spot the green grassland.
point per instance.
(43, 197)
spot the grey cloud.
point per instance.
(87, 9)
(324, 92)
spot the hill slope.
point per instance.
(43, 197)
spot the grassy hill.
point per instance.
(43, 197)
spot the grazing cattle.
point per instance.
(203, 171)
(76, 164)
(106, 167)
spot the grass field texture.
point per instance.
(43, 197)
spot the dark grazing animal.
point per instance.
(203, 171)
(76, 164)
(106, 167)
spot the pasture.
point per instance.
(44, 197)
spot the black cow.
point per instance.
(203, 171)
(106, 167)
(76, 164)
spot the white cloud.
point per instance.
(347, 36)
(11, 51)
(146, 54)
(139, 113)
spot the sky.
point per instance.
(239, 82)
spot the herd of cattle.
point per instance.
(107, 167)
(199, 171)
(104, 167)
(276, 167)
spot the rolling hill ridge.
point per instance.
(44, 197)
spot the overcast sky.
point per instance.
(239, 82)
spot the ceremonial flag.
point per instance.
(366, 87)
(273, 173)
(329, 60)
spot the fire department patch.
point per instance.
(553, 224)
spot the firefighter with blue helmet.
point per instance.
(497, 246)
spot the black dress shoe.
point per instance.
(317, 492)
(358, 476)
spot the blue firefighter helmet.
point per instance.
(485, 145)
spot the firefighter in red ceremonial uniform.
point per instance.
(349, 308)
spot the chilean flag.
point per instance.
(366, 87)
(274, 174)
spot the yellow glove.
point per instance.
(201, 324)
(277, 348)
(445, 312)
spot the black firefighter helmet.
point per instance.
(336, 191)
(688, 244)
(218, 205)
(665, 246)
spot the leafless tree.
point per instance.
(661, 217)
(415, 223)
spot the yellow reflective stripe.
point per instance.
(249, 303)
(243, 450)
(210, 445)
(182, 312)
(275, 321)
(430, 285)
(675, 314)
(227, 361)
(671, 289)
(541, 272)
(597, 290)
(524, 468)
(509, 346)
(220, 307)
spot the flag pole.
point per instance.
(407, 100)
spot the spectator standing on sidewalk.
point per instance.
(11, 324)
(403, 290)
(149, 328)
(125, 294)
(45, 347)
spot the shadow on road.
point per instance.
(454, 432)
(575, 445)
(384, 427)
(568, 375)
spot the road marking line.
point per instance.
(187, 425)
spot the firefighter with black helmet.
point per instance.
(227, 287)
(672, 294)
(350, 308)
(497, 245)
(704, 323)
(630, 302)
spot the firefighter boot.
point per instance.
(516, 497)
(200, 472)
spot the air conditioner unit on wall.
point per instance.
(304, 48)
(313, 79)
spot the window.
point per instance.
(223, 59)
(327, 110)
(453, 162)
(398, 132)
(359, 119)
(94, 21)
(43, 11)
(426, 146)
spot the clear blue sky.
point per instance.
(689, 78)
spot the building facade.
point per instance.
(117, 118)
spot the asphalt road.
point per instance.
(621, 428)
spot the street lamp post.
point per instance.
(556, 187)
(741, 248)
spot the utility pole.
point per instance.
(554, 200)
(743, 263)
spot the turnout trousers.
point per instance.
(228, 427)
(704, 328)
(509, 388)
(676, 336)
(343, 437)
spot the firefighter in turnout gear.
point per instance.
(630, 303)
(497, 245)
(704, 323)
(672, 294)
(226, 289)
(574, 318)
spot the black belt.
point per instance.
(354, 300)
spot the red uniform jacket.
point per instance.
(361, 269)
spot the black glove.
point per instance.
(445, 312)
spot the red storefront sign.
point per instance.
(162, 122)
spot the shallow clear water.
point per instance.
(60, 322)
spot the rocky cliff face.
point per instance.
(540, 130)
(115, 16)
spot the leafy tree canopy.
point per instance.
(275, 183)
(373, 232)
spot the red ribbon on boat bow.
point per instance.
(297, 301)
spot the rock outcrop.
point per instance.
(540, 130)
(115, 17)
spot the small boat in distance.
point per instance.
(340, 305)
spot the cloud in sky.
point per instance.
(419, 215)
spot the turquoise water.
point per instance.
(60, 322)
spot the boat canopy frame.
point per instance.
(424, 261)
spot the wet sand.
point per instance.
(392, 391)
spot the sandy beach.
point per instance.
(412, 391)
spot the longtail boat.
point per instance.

● PROBLEM DETAILS
Reproduce all of the material above word for word, keeping every line.

● ANSWER FOR THE TASK
spot the green grassland.
point per instance.
(43, 197)
spot the grey cloud.
point per instance.
(87, 9)
(324, 92)
spot the hill slope.
point per instance.
(43, 197)
spot the grassy hill.
point per instance.
(43, 197)
spot the grazing cattle.
point per instance.
(203, 171)
(76, 164)
(106, 167)
spot the grass field texture.
point per instance.
(43, 197)
spot the dark grazing animal.
point per instance.
(203, 171)
(76, 164)
(106, 167)
spot the pasture.
point per instance.
(44, 197)
spot the black cow.
point per instance.
(203, 171)
(106, 167)
(76, 164)
spot the white cloud.
point per instance.
(347, 36)
(11, 51)
(146, 54)
(139, 113)
spot the sky.
point per instance.
(239, 82)
spot the herd of cattle.
point per instance.
(107, 167)
(199, 171)
(104, 167)
(276, 167)
spot the rolling hill ridge.
point per instance.
(44, 197)
spot the overcast sky.
point per instance.
(239, 82)
spot the ceremonial flag.
point per instance.
(366, 87)
(273, 173)
(329, 60)
spot the fire department patch.
point per instance.
(553, 224)
spot the firefighter with blue helmet.
point per instance.
(497, 246)
spot the black dress shoe.
point per instance.
(317, 492)
(358, 476)
spot the blue firefighter helmet.
point per instance.
(485, 145)
spot the firefighter in red ceremonial uniform.
point per instance.
(349, 308)
spot the chilean flag.
point per instance.
(366, 87)
(274, 174)
spot the yellow glove.
point per instance.
(201, 324)
(277, 348)
(445, 312)
spot the black firefighter helmet.
point per instance.
(336, 191)
(688, 244)
(218, 205)
(665, 246)
spot the leafless tree.
point per instance.
(661, 217)
(415, 223)
spot the yellow reflective stripe.
point per instance.
(249, 303)
(243, 450)
(210, 445)
(182, 312)
(275, 321)
(430, 285)
(675, 314)
(227, 361)
(671, 289)
(541, 272)
(597, 290)
(524, 468)
(509, 346)
(220, 307)
spot the flag pole.
point per instance.
(407, 100)
spot the spectator standing on sidewalk.
point per instance.
(11, 324)
(403, 290)
(149, 328)
(125, 294)
(45, 347)
spot the shadow on road.
point per instance.
(454, 432)
(575, 445)
(384, 427)
(568, 375)
spot the road marking line.
point per instance.
(187, 425)
spot the firefighter with black helmet.
point per instance.
(227, 287)
(672, 294)
(350, 308)
(497, 245)
(704, 323)
(630, 302)
spot the firefighter boot.
point per instance.
(516, 497)
(200, 472)
spot the air conditioner unit on wall.
point per instance.
(304, 48)
(313, 79)
spot the window.
point per instance.
(223, 59)
(327, 110)
(453, 162)
(398, 132)
(359, 119)
(94, 21)
(43, 11)
(426, 146)
spot the clear blue sky.
point per instance.
(689, 78)
spot the building facade.
point per instance.
(117, 118)
spot the asphalt road.
point per instance.
(621, 428)
spot the street lamp post.
point per instance.
(556, 187)
(741, 248)
spot the utility pole.
point per instance.
(554, 200)
(743, 263)
spot the turnout trousers.
point per instance.
(228, 427)
(704, 328)
(509, 388)
(676, 336)
(343, 437)
spot the firefighter in turnout gear.
point per instance.
(630, 303)
(497, 245)
(704, 323)
(672, 294)
(226, 289)
(574, 318)
spot the black belt.
point per instance.
(354, 300)
spot the red uniform jacket.
point per instance.
(361, 269)
spot the black glove.
point per instance.
(445, 312)
spot the red storefront sign.
point per instance.
(162, 122)
spot the shallow clear water.
point per instance.
(60, 322)
spot the rocky cliff face.
point per instance.
(540, 130)
(115, 16)
spot the leafy tree canopy.
point per instance.
(275, 183)
(373, 232)
spot the red ribbon on boat bow.
point per instance.
(297, 301)
spot the rock outcrop.
point per instance.
(540, 130)
(115, 17)
spot the small boat in distance.
point per instance.
(340, 305)
spot the cloud in sky.
point per instance.
(419, 215)
spot the turquoise water.
point per instance.
(60, 322)
spot the boat canopy frame.
point per instance.
(424, 261)
spot the wet sand.
point per instance.
(392, 391)
spot the sandy beach.
point per instance.
(412, 391)
spot the longtail boat.
point per instance.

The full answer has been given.